| Instructions to follow |
Give the data below again exactly as it stands. Omit the pictures.

== Data listing ==

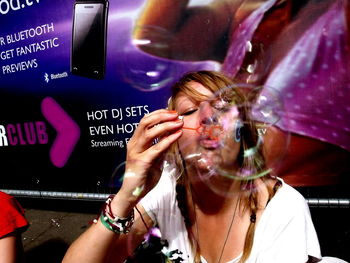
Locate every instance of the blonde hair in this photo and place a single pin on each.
(216, 82)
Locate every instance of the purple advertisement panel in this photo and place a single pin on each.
(76, 77)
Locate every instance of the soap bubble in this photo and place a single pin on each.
(143, 71)
(228, 146)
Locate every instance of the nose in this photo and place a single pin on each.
(207, 114)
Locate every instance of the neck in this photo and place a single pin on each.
(214, 196)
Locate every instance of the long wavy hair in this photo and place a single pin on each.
(217, 82)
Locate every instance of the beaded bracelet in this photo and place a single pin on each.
(114, 223)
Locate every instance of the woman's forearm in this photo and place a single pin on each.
(172, 29)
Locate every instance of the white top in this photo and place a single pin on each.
(285, 232)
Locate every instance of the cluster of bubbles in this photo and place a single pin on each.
(229, 144)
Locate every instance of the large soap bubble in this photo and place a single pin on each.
(227, 147)
(143, 71)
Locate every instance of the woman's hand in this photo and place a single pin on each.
(144, 157)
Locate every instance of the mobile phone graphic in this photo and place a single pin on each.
(89, 39)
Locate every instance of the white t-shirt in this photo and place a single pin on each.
(285, 232)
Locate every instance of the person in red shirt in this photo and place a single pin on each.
(12, 225)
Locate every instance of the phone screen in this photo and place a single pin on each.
(89, 40)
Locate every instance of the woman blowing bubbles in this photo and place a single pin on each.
(215, 200)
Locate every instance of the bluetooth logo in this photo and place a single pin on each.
(46, 77)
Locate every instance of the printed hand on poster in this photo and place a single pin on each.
(298, 49)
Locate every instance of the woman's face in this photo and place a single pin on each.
(208, 141)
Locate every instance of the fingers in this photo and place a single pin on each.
(156, 150)
(152, 126)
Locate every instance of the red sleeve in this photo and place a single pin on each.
(11, 215)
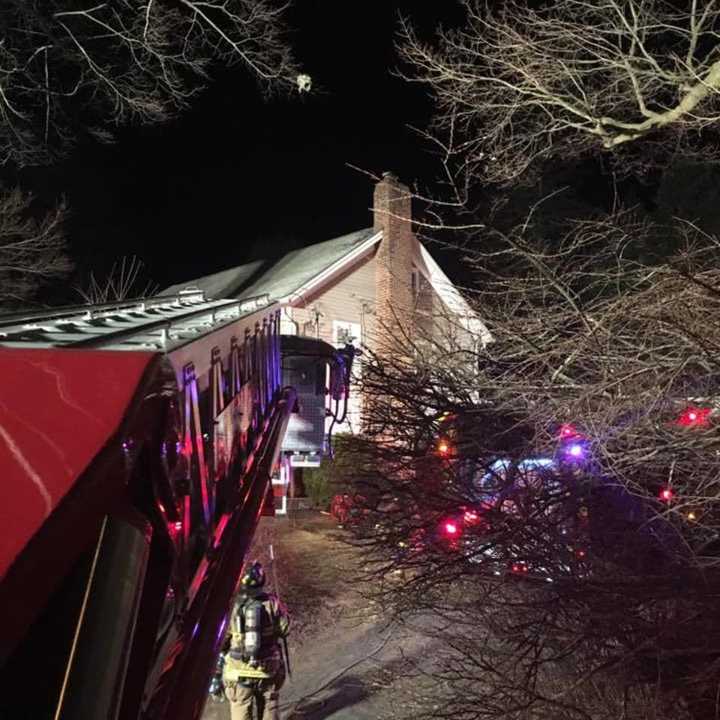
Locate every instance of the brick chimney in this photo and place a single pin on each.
(392, 214)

===

| Expected output |
Locate every instance of the blonde hair in this photo and place a single pin on each.
(216, 82)
Locate every instance of the purple advertisement panel in this photo and place a single pin on each.
(76, 77)
Locate every instance of the soap bubble in this photo and place a single pin on each.
(143, 71)
(228, 146)
Locate every instance of the nose in this photo and place a single pin on each.
(207, 114)
Locate every instance of the neck in this photo and place a single pin on each.
(214, 196)
Locate every instance of the long wavy hair in this photo and place a single pin on each.
(217, 82)
Locate every instance of the beaded bracelet in this photo and place a single pin on each.
(114, 223)
Locate every instance of the woman's forearm in this photo and place a single pin on each.
(172, 29)
Locate every instance of the white top in this photo and place a single pin on each.
(285, 232)
Locate every instance of the cluster of bubbles in this photo and place a single pin on each.
(229, 144)
Locate every instance of the large soap bubble in this photo and place a single pin on each.
(227, 147)
(143, 71)
Locate every instance of the woman's hand in this photo and place a single pin on each.
(144, 157)
Locate every instance of the mobile phone graphic in this photo and place a single pin on each.
(89, 39)
Locate every instance of the white t-shirt in this photo and place a single pin on each.
(285, 232)
Locate every instance of the person in red shirt in this photo and place a single pin on each.
(12, 225)
Locate every instance of the phone screen in this photo and place a single pin on each.
(89, 40)
Locate every instance of the woman blowing bubbles in this photo and place a single pin on each.
(215, 200)
Locate every instance of the bluetooth logo in this photo and place a single pin on each.
(46, 77)
Locate every instance of the printed hand on poster in this photo and place a single pin on each.
(298, 49)
Locate every instance of the woman's face in this photo and place a single pin on each.
(208, 141)
Locate every instance of the fingers in this photo and place a single pin on each.
(156, 150)
(152, 126)
Locate every instance of the red sleeve in this photo and place a single pin on each.
(11, 215)
Locate every instance of the brick chimney in this photo and place a single pin on each.
(392, 214)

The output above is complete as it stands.